= Task prompt =
Below are the entries; set down each of them exactly.
*****
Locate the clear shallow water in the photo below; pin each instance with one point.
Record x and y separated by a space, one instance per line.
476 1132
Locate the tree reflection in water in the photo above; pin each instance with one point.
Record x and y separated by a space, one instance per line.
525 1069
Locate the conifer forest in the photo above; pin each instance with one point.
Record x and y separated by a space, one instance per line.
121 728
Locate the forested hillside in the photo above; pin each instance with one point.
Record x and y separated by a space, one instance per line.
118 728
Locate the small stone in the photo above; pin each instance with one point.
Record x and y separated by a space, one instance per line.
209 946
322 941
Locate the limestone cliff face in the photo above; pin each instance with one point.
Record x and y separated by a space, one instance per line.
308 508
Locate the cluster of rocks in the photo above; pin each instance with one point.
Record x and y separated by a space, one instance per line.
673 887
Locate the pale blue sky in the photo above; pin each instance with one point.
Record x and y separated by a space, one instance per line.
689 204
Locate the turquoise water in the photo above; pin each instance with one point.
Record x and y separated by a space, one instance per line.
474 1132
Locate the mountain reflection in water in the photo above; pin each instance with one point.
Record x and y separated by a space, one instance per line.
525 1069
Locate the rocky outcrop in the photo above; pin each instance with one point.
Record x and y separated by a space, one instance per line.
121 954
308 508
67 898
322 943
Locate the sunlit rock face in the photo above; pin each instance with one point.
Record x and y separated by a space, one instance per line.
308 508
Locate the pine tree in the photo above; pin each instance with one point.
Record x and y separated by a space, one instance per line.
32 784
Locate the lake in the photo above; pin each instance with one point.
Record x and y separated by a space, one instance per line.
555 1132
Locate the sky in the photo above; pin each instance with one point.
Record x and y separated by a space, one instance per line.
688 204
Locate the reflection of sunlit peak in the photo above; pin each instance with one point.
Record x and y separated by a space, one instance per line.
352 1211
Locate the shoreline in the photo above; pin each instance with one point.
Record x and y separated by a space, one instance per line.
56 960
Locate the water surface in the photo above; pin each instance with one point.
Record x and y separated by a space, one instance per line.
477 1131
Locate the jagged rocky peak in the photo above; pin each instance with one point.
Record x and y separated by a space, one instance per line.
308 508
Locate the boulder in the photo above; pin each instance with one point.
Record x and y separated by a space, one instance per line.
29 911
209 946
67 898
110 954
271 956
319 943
*****
= Task response =
Locate the clear shallow water in the photo below; pin each instance with one point.
Record x and y separated by a space, one instance per line.
476 1132
Locate the tree reflection in water in the photo above; pin each instance with one point.
Record x and y separated by a space, one instance per line.
525 1069
Locate the conifer forest in the photo above; pin each instance with one point.
Record x and y separated by a space, one instance per line.
121 728
Locate the forested hillside in the photo above; pin each instance with one point.
Record x and y separated by a space, one instance per line.
118 728
Locate the small stone in the photo above; pin each instance with one point.
Record x and y separated by a space, one instance per line.
209 946
322 941
Locate the limestone cliff face in the photo above; pin each instance with one point.
Record x and y separated by a space, one instance per line.
308 508
Locate the cluster of rocks in the photo above; pin each instance with one point.
Record x and y separated by a space, one instance per line.
673 887
Locate the pale blue sky in the photo above; pin each instance with one point.
Record x and y separated by a space, one instance per line.
689 204
Locate the turquoise water in the photo above; pin each instance with one point.
Record x and y separated by a space, one instance per line.
474 1132
Locate the mountain reflection in water in the photo above; pin each instance with one point.
Record x and y separated by a space, one instance per line.
525 1069
Locate the rocky outcrop in the photo above; pin each instance with one point.
Record x and y separated by a space, one instance per line.
121 954
308 508
67 898
322 943
Locate the sunlit rock face in the photo above; pin each instance with one point.
Record x and y separated by a space, one instance per line.
308 508
Locate the pine tree in the photo above; pin each instance with one point.
Record x and y separated by a space, one instance per line.
32 784
Locate the lake in the photo above; pin each instance with one point.
Record x and y separated by a space, one instance per line.
555 1132
Locate the sky in the photo above; pin each instance with one point.
Record x and y separated by a space, one instance per line.
688 204
Locate the reflection of sunlit peak in the photo above; pin each instance with one point.
Record x and y separated by a space, one instance per line.
352 1211
Locate the shoreline in the photo above; pin each instance with one point.
Record x and y separated by a space, one instance per line.
56 960
Locate the water surface in the photo above; pin each instance with one point.
Record x and y separated by a space, one instance per line.
477 1131
Locate the jagged rocky peak in the photo above; pin each instance with one point.
Record x and y separated by a space, one instance per line.
308 508
Locate the boulder in the photo above; pin each instance with one point.
Record x and y separated by a space, one instance per line.
29 911
209 946
67 898
110 954
271 956
319 943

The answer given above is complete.